What does the passage below on cleaning up Antarctic fuel spills say from "The team is" up to and including "the coming season."? Copy that stretch word for word.

**DOCUMENT EXTRACT:**
┄┄┄┄┄┄

Antarctica may seem like a pristine wilderness; one of Earth’s final outposts of untouched beauty. Yet the icy continent is not without a human footprint.
There are now more than 50 research stations on the Antarctic continent after more than a century of exploration and research. But this has brought some side-effects. Poorly built historical structures and prior ineffective management of waste have led to soil contamination. Most bases are powered by diesel, and fuel spillages occasionally occur, sometimes as a result of human or system error and other times thanks to the stress caused by the freezing and thawing of fuel pipes.
A team of engineers from the University of Melbourne is working to rectify this environmental damage. Dr Kathryn Mumford, from the Department of Chemical and Biomolecular Engineering, and her team have been working at Casey Station over the last decade on a project that uses chemical engineering processes to clean up fuel spillages and restore the Antarctic soil.
The team is using bioremediation techniques, in which naturally occurring micro-organisms are prompted — with the use of nutrients and oxygen — to degrade the fuel and break down the contaminants.
One method the researchers have successfully employed is the use of permeable reactive barriers; trenches filled with reactive material that intercepts the fuel plume, captures the contaminant and stimulates micro-organisms within it to break down the fuel, thus remediating the soil and groundwater.
“Our work over the last 10 years in developing permeable reactive barrier designs suitable for Antarctic conditions has been highly successful,” Dr Mumford says.
“We have proven that the technology can be applied with confidence of the remediation outcomes. There are currently six operational permeable reactive barriers at Casey Station, with further installations planned for the coming season.
“Our work has also been incorporated into the Antarctic Clean-up Manual presented to the Antarctic Treaty Consultative Meeting held in 2015, which received a positive response from the treaty members.”

┄┄┄┄┄┄

**SUPPLIED DATA:**
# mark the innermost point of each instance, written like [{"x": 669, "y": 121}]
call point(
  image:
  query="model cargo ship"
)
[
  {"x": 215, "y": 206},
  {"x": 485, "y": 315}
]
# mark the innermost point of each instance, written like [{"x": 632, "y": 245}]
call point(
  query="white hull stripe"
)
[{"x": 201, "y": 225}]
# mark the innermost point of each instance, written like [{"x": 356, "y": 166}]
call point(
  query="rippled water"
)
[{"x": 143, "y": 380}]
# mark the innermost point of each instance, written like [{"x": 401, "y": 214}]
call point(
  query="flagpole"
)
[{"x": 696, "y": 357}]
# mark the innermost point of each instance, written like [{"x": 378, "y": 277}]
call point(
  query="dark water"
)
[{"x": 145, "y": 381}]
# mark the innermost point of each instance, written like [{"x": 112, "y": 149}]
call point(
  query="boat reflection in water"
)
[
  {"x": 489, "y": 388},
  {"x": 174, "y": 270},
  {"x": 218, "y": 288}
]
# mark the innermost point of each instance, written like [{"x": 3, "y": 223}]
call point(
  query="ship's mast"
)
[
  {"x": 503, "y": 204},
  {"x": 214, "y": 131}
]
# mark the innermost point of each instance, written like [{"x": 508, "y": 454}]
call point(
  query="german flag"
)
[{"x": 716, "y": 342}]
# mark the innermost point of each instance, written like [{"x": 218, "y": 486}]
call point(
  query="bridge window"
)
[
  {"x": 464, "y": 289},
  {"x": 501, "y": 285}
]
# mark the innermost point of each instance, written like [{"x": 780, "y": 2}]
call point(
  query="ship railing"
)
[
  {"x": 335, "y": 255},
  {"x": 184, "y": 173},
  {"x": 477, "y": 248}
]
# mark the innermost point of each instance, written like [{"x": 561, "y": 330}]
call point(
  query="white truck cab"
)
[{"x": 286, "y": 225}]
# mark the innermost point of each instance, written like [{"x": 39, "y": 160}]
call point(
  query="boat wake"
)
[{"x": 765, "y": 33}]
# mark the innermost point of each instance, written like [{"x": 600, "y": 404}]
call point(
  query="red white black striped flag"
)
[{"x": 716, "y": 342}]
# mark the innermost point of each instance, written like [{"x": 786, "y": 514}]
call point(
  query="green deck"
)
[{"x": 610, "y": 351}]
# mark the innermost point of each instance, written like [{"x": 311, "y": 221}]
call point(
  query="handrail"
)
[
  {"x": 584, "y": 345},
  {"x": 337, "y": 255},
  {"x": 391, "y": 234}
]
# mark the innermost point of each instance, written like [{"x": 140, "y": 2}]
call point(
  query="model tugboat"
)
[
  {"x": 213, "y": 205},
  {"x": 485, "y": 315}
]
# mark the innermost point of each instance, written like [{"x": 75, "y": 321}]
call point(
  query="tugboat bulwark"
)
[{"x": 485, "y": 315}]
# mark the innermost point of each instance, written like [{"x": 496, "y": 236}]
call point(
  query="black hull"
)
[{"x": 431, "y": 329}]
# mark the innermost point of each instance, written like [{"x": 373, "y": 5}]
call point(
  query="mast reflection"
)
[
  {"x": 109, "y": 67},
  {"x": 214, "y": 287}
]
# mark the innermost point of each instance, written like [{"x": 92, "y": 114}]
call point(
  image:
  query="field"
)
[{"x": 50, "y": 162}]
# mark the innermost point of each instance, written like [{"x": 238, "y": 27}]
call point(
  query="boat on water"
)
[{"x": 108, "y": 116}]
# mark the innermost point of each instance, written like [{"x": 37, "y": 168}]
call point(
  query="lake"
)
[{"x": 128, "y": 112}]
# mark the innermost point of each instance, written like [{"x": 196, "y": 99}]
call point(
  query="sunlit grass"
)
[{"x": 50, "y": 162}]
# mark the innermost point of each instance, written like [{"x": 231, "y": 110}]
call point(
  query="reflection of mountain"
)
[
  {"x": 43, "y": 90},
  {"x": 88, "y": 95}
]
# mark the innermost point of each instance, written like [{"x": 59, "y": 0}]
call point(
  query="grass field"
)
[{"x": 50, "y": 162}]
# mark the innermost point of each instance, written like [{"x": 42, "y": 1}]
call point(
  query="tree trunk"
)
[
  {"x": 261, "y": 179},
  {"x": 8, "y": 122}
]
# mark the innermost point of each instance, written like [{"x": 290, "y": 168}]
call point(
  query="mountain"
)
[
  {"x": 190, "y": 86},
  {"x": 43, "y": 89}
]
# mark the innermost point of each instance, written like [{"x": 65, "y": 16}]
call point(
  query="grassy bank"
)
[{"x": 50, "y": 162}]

┄┄┄┄┄┄

**COMPLETED EXERCISE:**
The team is using bioremediation techniques, in which naturally occurring micro-organisms are prompted — with the use of nutrients and oxygen — to degrade the fuel and break down the contaminants.
One method the researchers have successfully employed is the use of permeable reactive barriers; trenches filled with reactive material that intercepts the fuel plume, captures the contaminant and stimulates micro-organisms within it to break down the fuel, thus remediating the soil and groundwater.
“Our work over the last 10 years in developing permeable reactive barrier designs suitable for Antarctic conditions has been highly successful,” Dr Mumford says.
“We have proven that the technology can be applied with confidence of the remediation outcomes. There are currently six operational permeable reactive barriers at Casey Station, with further installations planned for the coming season.